**What to do:**
Locate every line in the records below that contains the string "upper", and copy each of those lines in full.

--- Begin Input ---

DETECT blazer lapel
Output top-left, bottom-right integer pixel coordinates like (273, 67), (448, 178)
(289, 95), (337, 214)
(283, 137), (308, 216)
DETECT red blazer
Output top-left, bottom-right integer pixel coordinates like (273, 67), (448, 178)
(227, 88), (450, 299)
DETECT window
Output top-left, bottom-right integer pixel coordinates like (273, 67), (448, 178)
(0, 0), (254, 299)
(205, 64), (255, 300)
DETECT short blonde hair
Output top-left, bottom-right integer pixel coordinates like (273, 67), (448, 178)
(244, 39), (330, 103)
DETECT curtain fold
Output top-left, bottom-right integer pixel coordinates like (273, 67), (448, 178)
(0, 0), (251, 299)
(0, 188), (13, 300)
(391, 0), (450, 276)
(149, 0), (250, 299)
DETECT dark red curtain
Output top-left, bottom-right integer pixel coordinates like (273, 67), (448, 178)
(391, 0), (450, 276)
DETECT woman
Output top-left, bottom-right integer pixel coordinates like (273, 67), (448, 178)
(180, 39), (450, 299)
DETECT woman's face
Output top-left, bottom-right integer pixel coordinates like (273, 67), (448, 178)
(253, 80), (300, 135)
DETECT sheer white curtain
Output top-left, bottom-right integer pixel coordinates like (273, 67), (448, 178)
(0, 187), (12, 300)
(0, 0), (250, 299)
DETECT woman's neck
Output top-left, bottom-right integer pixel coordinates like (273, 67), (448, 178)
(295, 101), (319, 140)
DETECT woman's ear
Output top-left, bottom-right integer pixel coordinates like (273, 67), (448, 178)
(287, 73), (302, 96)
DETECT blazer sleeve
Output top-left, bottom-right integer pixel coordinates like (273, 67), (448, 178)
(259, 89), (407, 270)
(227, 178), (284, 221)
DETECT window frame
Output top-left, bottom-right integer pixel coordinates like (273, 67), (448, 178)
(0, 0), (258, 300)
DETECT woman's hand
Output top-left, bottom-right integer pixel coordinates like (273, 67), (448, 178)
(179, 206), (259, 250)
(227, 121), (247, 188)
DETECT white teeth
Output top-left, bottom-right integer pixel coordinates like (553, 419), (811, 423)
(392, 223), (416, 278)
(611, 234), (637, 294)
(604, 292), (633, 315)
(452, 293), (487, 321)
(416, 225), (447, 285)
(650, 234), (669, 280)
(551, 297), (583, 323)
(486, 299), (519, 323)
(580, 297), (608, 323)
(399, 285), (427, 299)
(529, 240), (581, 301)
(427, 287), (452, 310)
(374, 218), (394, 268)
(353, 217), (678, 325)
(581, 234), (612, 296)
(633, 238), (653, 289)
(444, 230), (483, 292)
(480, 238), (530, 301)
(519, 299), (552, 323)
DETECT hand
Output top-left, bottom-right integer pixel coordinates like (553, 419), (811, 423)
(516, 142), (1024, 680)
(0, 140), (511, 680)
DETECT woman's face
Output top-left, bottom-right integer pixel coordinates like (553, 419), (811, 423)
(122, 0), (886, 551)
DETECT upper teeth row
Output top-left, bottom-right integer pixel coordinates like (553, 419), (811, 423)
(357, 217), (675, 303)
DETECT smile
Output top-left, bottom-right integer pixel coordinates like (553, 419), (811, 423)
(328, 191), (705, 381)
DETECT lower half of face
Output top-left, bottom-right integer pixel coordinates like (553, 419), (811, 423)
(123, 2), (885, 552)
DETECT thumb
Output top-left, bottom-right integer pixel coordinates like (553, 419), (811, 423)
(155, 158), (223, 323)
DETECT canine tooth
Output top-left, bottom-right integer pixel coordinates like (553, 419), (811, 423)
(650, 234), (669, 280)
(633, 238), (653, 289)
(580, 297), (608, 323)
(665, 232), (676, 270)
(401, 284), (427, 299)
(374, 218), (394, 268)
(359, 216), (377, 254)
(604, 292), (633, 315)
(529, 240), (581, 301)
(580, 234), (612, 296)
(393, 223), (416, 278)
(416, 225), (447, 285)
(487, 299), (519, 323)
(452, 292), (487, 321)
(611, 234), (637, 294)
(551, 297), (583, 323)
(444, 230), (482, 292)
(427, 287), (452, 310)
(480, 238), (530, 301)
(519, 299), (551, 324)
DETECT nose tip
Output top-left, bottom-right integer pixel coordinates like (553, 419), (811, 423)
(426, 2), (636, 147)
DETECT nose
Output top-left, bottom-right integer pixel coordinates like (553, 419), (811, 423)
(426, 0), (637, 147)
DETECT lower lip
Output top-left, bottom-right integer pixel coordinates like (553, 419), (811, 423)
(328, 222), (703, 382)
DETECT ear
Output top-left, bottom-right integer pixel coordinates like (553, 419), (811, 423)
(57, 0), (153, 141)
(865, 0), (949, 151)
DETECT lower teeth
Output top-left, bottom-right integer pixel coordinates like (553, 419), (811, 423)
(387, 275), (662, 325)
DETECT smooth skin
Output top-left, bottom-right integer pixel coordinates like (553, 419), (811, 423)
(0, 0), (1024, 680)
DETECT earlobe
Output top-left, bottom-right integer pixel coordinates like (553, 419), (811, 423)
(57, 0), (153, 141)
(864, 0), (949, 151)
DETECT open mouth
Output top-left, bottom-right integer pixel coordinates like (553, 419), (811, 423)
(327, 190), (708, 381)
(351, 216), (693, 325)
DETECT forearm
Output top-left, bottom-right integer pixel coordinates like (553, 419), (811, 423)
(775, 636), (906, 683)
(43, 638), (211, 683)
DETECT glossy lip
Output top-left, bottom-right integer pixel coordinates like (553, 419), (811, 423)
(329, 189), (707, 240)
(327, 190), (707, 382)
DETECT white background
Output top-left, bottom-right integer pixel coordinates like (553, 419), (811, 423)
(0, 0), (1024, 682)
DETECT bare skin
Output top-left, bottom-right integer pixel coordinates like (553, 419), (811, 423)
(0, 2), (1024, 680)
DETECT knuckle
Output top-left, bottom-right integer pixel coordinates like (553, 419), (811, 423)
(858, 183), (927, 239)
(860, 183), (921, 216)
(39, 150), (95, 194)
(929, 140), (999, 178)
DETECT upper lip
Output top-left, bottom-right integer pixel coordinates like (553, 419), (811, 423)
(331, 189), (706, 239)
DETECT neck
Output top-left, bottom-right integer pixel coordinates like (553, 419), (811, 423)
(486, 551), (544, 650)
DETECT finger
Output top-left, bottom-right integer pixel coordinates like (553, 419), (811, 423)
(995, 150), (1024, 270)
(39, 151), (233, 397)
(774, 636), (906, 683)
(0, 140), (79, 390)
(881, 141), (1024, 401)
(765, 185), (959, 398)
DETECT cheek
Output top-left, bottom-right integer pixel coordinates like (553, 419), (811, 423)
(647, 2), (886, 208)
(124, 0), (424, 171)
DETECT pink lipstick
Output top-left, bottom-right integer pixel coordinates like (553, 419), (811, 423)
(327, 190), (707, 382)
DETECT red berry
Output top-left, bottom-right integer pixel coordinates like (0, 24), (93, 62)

--- End Input ---

**Output for this task:**
DETECT upper teeth row
DETECT upper lip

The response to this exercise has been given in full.